Copy the passage from the piece on how Resolve AI was built, from "Resolve AI is" up to and including "without human involvement.", and swap "outages" for "downtime".

* [Selected text]

Segment Open

Technology

How we built Resolve AI

07/25/2025

8 min read

Taming the complexity of Production Engineering

Production systems are dynamic and complex. Addressing common production engineering concerns like incident troubleshooting, operations, compliance and security involves painfully piecing together information from many teams (service on-call rotations, infra, SRE, etc) and multiple (routinely 10+) different tools (observability, CICD, infrastructure, paging, chat, etc). These tools were not designed to work together, pushing the complexity on humans. It’s almost impossible for a single engineer to have full and up-to-date knowledge about these rapidly evolving systems. Non-coding artifacts (e.g. runbooks) tend to quickly become outdated. AI powered coding assistants have accelerated the process of creating new code and functionality but production engineering tools have lagged behind.

Resolve AI is building an AI Production Engineer with the goal of automating the majority of tasks across incident management, operations, coding, security engineering, compliance, and cost. As the first step in our ambitious journey, we are automating incident troubleshooting as the most direct way to prevent outages and improve reliability while relieving engineers from the most stressful part of their job. Our goal is to automate the resolution of 80%+ of alerts and incidents without human involvement.

To achieve this level of automation we need an AI that has
1. In-depth understanding of the entire production environment from code to changes, to infra and telemetry
2. Ability to take action using the tools that are in place
3. Ability to reason about novel tasks and incidents using data and not solely rely on anything hard-coded or potentially stale (e.g. runbooks)
4. Ability to support claims with concrete evidence and data as the burden of proof is high is these mission critical situations
5. Data security and privacy as foundational principles - we are running in production alongside critical customer systems within highly secure and compliant boundaries

Autonomous and complete understanding of production systems

Cloud applications are inherently complex and dynamic, requiring production engineering tasks to grasp the lineage and interconnections of all production entities, as well as the multitude of tools used for their operation and maintenance. An AI that lacks an understanding of this complexity and connectedness cannot effectively:
• Reason about Upstream and Downstream Dependencies: such as on other services, infrastructure components, and managed external or cloud provider services.
• Deduplicate Across Environments: to distinguish between dev and prod or handle multiple clusters and deployments of the same service, as seen in large multi-tenant applications.

Segment Closed

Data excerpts
Segment Open

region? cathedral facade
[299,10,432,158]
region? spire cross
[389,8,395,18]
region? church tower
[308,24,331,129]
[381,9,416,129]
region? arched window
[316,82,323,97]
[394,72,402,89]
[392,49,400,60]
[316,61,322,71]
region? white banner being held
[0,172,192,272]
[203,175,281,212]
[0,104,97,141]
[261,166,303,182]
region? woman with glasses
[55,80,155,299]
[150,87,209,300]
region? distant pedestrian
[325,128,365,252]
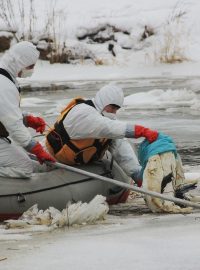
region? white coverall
[63,84,141,180]
[0,41,39,178]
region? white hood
[0,41,40,78]
[93,83,124,113]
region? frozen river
[0,80,200,270]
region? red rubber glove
[25,115,46,134]
[30,143,56,164]
[135,125,158,143]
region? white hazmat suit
[0,41,39,178]
[63,84,140,181]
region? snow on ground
[0,0,200,270]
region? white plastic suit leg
[0,139,33,178]
[143,152,192,213]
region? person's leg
[0,139,33,178]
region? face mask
[21,68,33,78]
[102,111,117,120]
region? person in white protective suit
[0,41,55,178]
[46,84,158,186]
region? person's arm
[64,104,158,142]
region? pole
[46,162,200,209]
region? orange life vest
[46,98,111,165]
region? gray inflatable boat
[0,160,130,221]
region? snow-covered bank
[0,213,200,270]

Segment Closed

* [Your solution]
Resolve AI is building an AI Production Engineer with the goal of automating the majority of tasks across incident management, operations, coding, security engineering, compliance, and cost. As the first step in our ambitious journey, we are automating incident troubleshooting as the most direct way to prevent downtime and improve reliability while relieving engineers from the most stressful part of their job. Our goal is to automate the resolution of 80%+ of alerts and incidents without human involvement.